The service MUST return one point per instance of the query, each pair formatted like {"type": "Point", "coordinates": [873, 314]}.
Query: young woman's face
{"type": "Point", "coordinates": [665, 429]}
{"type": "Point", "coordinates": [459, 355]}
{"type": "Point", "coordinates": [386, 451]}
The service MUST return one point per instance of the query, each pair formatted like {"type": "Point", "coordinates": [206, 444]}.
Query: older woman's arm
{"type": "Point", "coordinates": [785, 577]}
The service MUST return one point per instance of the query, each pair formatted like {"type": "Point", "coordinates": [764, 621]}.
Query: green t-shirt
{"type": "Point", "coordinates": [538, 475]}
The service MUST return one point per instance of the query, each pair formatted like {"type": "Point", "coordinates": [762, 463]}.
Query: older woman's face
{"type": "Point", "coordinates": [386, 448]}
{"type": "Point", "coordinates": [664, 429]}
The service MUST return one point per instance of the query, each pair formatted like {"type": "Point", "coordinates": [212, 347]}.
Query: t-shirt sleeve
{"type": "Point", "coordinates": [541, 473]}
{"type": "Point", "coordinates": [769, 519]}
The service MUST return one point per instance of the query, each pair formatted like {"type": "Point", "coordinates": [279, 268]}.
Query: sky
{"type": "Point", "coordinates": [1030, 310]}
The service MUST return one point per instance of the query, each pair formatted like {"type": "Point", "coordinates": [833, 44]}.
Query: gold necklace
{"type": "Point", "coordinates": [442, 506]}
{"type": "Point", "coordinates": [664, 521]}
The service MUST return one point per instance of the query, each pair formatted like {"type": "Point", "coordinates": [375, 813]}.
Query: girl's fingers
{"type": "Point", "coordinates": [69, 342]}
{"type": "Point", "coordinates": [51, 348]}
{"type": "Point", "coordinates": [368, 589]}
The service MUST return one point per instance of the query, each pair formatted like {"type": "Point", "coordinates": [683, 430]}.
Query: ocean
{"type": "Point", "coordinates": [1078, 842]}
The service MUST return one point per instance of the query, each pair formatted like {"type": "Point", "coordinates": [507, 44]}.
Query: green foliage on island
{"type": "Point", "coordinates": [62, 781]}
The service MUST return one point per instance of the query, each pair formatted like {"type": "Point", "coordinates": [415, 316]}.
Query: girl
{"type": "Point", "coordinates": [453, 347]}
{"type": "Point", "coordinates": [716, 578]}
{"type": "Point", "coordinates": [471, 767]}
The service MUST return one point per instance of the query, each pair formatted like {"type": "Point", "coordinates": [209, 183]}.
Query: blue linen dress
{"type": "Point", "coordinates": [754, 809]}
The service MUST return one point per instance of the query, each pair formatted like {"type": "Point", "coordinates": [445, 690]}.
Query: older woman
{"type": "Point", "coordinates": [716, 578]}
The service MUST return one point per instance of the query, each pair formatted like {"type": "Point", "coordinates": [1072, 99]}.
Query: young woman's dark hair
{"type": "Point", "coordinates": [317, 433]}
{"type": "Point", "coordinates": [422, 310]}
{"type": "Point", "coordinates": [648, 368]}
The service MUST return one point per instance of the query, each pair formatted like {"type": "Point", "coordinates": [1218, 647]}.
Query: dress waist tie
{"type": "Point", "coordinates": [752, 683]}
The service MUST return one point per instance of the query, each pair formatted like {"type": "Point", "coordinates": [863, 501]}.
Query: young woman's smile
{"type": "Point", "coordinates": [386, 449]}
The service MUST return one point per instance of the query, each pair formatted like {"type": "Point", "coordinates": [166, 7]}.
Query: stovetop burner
○ ○ ○ ○
• **Given exercise**:
Above are some records. Print them all exactly.

• **Reply to the exercise**:
The service MUST return one point per instance of the query, each pair formatted like {"type": "Point", "coordinates": [873, 314]}.
Query: young woman's face
{"type": "Point", "coordinates": [665, 429]}
{"type": "Point", "coordinates": [459, 355]}
{"type": "Point", "coordinates": [386, 451]}
The service MUST return one point per instance of the query, each pair formatted like {"type": "Point", "coordinates": [206, 444]}.
Query: older woman's arm
{"type": "Point", "coordinates": [785, 577]}
The service MUST return one point per instance of the query, each pair formatted like {"type": "Point", "coordinates": [764, 621]}.
Query: green t-shirt
{"type": "Point", "coordinates": [538, 475]}
The service MUST return one point per instance of the query, each pair formatted like {"type": "Point", "coordinates": [762, 463]}.
Query: older woman's face
{"type": "Point", "coordinates": [386, 448]}
{"type": "Point", "coordinates": [664, 429]}
The service MUST return one point per instance of the query, each pair formatted like {"type": "Point", "coordinates": [212, 347]}.
Query: t-shirt sleeve
{"type": "Point", "coordinates": [541, 473]}
{"type": "Point", "coordinates": [769, 519]}
The service MUST return one point per instance of the query, each pair formatted like {"type": "Point", "coordinates": [279, 268]}.
Query: sky
{"type": "Point", "coordinates": [1030, 310]}
The service MUST return one point per instance of the query, each pair formatted like {"type": "Point", "coordinates": [833, 44]}.
Query: gold necklace
{"type": "Point", "coordinates": [442, 506]}
{"type": "Point", "coordinates": [664, 521]}
The service MUST return one point per instance of the query, each pair formatted like {"type": "Point", "coordinates": [375, 813]}.
Query: girl's fingers
{"type": "Point", "coordinates": [69, 342]}
{"type": "Point", "coordinates": [51, 348]}
{"type": "Point", "coordinates": [368, 589]}
The service MUST return one point per instance of the query, each pair formatted like {"type": "Point", "coordinates": [683, 430]}.
Query: ocean
{"type": "Point", "coordinates": [1078, 842]}
The service MUST return one point per instance of the query, each pair formatted like {"type": "Point", "coordinates": [507, 44]}.
Query: green foliage on island
{"type": "Point", "coordinates": [62, 781]}
The service MUST return one point per instance of the query, each pair formatted like {"type": "Point", "coordinates": [415, 316]}.
Query: girl
{"type": "Point", "coordinates": [453, 347]}
{"type": "Point", "coordinates": [716, 578]}
{"type": "Point", "coordinates": [471, 767]}
The service MUST return one point per instance of the query, each pair formatted like {"type": "Point", "coordinates": [209, 183]}.
Query: blue linen dress
{"type": "Point", "coordinates": [754, 809]}
The service MUST return one point per instance of the query, each pair formatted like {"type": "Point", "coordinates": [445, 690]}.
Query: older woman
{"type": "Point", "coordinates": [716, 578]}
The service MUST return one point per instance of the query, each pair formatted like {"type": "Point", "coordinates": [1072, 99]}.
Query: young woman's dark hair
{"type": "Point", "coordinates": [317, 433]}
{"type": "Point", "coordinates": [422, 310]}
{"type": "Point", "coordinates": [648, 368]}
The service MUST return one point per instance of the query, each pair formatted like {"type": "Point", "coordinates": [1218, 647]}.
Query: dress waist tie
{"type": "Point", "coordinates": [752, 683]}
The service MUST return one point per instance of the query, each pair formatted like {"type": "Point", "coordinates": [863, 501]}.
Query: young woman's smile
{"type": "Point", "coordinates": [386, 449]}
The service MUST return one point per instance of the query, each pair formatted like {"type": "Point", "coordinates": [166, 7]}.
Query: stovetop burner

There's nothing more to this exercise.